*Exercise details*.
Each line that contains the word "jacket" is to be copied from the records below.

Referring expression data
______
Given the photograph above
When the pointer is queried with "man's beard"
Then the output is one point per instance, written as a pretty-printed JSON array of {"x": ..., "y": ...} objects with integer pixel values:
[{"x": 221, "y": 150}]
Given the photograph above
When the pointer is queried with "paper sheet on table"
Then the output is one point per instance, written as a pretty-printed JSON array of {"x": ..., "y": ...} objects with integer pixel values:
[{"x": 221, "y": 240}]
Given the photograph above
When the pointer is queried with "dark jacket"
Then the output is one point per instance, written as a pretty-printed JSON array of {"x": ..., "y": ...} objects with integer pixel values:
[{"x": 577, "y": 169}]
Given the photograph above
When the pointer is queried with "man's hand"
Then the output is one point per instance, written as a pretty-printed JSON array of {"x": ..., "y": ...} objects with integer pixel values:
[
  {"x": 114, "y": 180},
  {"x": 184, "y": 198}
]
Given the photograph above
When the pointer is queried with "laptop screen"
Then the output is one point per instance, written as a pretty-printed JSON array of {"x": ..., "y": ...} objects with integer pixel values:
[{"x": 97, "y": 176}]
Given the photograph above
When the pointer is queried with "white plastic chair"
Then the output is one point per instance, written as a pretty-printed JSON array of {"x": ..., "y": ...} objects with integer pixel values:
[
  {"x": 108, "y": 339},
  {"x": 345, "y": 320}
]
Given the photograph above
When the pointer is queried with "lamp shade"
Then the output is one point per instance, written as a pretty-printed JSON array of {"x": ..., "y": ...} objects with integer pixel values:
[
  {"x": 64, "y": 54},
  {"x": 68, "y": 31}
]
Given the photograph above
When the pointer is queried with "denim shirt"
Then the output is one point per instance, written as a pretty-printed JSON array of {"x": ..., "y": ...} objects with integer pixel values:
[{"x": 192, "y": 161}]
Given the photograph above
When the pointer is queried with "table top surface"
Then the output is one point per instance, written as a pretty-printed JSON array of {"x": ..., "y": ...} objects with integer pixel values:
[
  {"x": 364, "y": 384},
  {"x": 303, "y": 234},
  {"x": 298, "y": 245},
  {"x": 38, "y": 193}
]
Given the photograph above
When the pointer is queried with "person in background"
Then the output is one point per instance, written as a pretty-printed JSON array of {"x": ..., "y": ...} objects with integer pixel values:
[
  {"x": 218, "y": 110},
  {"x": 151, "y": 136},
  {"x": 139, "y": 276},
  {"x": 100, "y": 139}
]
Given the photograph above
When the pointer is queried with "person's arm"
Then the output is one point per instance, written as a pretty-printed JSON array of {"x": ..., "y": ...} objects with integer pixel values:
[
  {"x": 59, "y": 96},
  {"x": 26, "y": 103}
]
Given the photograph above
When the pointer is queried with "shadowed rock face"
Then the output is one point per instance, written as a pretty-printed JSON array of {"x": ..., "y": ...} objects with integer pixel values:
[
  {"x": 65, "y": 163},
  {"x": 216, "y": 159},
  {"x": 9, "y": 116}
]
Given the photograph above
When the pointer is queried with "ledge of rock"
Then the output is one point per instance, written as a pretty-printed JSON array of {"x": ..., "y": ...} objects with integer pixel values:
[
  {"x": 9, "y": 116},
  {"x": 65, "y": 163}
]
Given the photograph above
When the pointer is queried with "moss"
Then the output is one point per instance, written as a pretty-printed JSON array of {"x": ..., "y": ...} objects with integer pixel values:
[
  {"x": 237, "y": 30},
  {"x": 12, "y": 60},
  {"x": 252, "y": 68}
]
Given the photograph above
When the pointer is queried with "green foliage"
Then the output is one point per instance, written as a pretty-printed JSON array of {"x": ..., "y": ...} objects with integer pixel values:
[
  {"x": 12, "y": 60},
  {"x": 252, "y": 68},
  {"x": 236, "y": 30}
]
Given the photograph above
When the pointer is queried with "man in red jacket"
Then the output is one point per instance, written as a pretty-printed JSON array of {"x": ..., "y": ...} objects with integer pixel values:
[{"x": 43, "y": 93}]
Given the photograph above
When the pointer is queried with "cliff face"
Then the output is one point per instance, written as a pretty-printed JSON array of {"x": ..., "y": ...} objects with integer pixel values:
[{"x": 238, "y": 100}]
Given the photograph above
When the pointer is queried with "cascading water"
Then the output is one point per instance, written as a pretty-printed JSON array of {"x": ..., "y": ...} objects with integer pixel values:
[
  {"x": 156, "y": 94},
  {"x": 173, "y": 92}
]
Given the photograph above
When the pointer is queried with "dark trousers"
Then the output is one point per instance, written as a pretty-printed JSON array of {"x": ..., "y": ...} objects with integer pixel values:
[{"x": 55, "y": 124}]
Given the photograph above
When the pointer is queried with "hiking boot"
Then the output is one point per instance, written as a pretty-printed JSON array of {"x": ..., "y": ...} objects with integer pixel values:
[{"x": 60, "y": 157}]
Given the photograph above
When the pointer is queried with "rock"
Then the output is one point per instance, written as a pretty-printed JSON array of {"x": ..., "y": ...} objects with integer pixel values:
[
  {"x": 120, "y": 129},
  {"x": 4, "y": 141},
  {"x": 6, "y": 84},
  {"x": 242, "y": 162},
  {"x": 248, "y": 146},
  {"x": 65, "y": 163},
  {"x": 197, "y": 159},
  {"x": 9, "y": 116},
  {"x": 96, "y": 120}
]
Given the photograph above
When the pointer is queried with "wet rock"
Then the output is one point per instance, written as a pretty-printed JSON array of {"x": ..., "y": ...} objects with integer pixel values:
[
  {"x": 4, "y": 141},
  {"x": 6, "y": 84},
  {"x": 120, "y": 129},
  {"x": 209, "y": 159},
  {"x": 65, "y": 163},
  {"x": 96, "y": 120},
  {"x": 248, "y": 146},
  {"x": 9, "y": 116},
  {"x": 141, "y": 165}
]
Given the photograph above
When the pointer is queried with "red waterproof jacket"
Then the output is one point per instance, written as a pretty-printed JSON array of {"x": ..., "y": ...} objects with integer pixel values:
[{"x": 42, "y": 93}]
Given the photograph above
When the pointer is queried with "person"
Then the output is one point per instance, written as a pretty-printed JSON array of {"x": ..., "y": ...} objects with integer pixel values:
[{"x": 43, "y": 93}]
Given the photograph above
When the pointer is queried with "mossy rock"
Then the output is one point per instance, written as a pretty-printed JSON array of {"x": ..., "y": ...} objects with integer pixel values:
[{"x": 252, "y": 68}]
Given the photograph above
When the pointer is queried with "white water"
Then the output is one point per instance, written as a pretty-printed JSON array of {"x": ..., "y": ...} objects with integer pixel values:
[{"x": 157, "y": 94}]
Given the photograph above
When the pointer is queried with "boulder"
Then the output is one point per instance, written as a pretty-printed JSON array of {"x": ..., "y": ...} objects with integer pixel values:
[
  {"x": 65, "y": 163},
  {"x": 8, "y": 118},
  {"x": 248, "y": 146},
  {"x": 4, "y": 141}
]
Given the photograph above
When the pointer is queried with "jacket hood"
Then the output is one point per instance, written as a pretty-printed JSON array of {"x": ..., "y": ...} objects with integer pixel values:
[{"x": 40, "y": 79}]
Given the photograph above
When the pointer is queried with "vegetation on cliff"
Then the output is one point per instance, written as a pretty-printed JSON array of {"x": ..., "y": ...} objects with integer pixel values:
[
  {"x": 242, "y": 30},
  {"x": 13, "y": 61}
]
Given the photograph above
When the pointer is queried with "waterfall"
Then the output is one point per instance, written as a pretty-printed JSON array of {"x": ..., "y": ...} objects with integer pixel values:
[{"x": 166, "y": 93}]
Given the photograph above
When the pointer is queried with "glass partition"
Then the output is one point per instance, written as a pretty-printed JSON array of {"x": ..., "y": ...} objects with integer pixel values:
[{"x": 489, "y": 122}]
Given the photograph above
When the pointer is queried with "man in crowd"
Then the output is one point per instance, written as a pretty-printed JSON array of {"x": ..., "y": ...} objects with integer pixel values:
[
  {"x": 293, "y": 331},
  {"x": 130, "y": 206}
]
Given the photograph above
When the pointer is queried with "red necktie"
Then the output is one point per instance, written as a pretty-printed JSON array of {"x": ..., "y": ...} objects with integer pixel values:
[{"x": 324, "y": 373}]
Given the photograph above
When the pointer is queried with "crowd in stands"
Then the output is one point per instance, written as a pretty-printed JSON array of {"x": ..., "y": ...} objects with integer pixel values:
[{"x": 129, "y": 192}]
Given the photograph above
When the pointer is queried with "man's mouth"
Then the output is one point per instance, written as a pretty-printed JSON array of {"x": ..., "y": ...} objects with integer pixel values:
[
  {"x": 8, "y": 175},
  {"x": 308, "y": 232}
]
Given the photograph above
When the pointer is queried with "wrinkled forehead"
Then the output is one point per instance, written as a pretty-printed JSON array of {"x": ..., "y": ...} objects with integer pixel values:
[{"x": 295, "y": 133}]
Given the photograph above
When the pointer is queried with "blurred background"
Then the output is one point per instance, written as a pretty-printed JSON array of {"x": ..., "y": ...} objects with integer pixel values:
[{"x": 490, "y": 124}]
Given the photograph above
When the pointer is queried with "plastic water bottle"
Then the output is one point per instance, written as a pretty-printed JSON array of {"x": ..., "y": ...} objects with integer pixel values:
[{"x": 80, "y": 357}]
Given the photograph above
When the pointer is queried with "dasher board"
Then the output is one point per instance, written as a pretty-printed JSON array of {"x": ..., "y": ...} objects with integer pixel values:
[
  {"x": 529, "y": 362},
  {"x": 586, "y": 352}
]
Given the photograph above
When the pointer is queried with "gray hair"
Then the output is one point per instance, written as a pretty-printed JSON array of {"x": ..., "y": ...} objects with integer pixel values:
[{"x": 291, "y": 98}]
______
*Answer for this exercise*.
When the pointer is queried with "dark jacket"
When the pointer is queried with "man in red jacket"
When the pointer is queried with "red waterproof jacket"
When the pointer is queried with "jacket hood"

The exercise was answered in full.